### SUPPLIED RECORDS

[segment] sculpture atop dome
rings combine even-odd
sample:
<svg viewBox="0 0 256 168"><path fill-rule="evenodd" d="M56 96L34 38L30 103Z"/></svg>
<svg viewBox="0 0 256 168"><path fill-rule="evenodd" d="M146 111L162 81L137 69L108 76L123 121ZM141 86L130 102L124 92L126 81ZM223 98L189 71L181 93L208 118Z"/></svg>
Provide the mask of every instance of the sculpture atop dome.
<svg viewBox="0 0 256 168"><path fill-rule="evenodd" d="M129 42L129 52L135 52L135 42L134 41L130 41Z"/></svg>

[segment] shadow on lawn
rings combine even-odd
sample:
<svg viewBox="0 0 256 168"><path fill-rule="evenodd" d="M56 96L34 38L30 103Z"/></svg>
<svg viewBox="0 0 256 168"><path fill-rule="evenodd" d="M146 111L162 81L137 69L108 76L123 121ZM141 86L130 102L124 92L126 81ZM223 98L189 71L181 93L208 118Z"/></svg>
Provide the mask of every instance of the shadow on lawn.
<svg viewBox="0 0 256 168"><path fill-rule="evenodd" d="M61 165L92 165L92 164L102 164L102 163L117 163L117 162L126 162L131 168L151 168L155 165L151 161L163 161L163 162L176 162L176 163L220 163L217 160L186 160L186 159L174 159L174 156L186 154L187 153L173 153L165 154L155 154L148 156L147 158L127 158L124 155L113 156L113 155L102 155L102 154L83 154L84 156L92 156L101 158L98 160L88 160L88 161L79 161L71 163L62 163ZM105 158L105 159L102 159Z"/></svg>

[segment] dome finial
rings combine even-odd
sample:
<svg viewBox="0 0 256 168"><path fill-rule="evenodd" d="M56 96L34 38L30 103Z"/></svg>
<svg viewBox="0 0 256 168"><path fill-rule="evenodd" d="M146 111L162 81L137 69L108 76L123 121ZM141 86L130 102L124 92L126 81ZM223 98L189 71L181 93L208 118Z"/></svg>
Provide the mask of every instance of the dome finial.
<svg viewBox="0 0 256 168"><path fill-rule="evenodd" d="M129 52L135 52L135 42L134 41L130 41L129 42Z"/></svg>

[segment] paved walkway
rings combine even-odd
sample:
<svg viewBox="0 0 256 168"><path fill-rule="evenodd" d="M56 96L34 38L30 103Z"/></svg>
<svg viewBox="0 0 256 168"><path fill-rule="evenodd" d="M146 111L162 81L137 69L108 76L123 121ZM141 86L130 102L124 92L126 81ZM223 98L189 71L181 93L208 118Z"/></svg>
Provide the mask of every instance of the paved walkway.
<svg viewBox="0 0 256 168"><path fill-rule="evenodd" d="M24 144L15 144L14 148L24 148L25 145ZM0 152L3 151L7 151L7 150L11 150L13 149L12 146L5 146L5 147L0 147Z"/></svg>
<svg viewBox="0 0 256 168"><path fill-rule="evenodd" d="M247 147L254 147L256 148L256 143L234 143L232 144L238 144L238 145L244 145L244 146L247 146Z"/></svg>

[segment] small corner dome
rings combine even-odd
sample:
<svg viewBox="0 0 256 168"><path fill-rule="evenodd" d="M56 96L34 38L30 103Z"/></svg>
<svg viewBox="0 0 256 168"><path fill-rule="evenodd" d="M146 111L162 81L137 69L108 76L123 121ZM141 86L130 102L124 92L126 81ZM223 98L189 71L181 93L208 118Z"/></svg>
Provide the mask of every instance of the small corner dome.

### DO THIS
Would you copy out each line exactly as written?

### RESPONSE TO THE TASK
[segment] sculpture atop dome
rings combine even-odd
sample:
<svg viewBox="0 0 256 168"><path fill-rule="evenodd" d="M56 96L34 38L30 103Z"/></svg>
<svg viewBox="0 0 256 168"><path fill-rule="evenodd" d="M146 111L162 81L137 69L108 76L123 121ZM141 86L130 102L124 92L126 81ZM223 98L189 71L181 93L208 118Z"/></svg>
Provide the mask of every instance of the sculpture atop dome.
<svg viewBox="0 0 256 168"><path fill-rule="evenodd" d="M129 42L129 52L135 52L135 42L134 41L130 41Z"/></svg>

[segment] shadow on lawn
rings combine even-odd
sample:
<svg viewBox="0 0 256 168"><path fill-rule="evenodd" d="M56 96L34 38L30 103Z"/></svg>
<svg viewBox="0 0 256 168"><path fill-rule="evenodd" d="M146 111L162 81L137 69L108 76L123 121ZM141 86L130 102L124 92L126 81ZM223 98L189 71L181 93L208 118Z"/></svg>
Provide the mask of every instance of the shadow on lawn.
<svg viewBox="0 0 256 168"><path fill-rule="evenodd" d="M61 165L92 165L92 164L102 164L102 163L117 163L117 162L126 162L131 168L151 168L155 165L151 161L163 161L163 162L176 162L176 163L220 163L217 160L186 160L186 159L174 159L174 156L186 154L187 153L173 153L165 154L155 154L148 156L147 158L127 158L124 155L113 156L113 155L102 155L102 154L83 154L84 156L92 156L101 158L98 160L88 160L88 161L79 161L71 163L62 163ZM105 158L105 159L102 159Z"/></svg>

[segment] dome finial
rings combine even-odd
sample:
<svg viewBox="0 0 256 168"><path fill-rule="evenodd" d="M56 96L34 38L30 103Z"/></svg>
<svg viewBox="0 0 256 168"><path fill-rule="evenodd" d="M146 111L162 81L137 69L108 76L123 121ZM141 86L130 102L124 92L126 81ZM223 98L189 71L181 93L208 118Z"/></svg>
Provide the mask of every instance of the dome finial.
<svg viewBox="0 0 256 168"><path fill-rule="evenodd" d="M129 52L135 52L135 42L134 41L130 41L129 42Z"/></svg>

[segment] paved walkway
rings combine even-odd
sample:
<svg viewBox="0 0 256 168"><path fill-rule="evenodd" d="M56 96L34 38L30 103Z"/></svg>
<svg viewBox="0 0 256 168"><path fill-rule="evenodd" d="M146 111L162 81L137 69L108 76L123 121ZM141 86L130 102L124 92L126 81ZM223 98L189 71L181 93L208 118Z"/></svg>
Provide the mask of every instance of the paved walkway.
<svg viewBox="0 0 256 168"><path fill-rule="evenodd" d="M24 144L15 144L14 148L24 148L25 145ZM0 152L3 151L7 151L7 150L11 150L13 149L12 146L5 146L5 147L0 147Z"/></svg>
<svg viewBox="0 0 256 168"><path fill-rule="evenodd" d="M247 147L254 147L256 148L256 143L234 143L232 144L238 144L238 145L244 145L244 146L247 146Z"/></svg>

[segment] small corner dome
rings combine even-odd
sample:
<svg viewBox="0 0 256 168"><path fill-rule="evenodd" d="M56 96L34 38L30 103Z"/></svg>
<svg viewBox="0 0 256 168"><path fill-rule="evenodd" d="M146 111L162 81L137 69L108 76L123 121ZM141 86L130 102L124 92L126 81ZM223 98L189 71L181 93L208 118Z"/></svg>
Provide the mask of every instance of the small corner dome.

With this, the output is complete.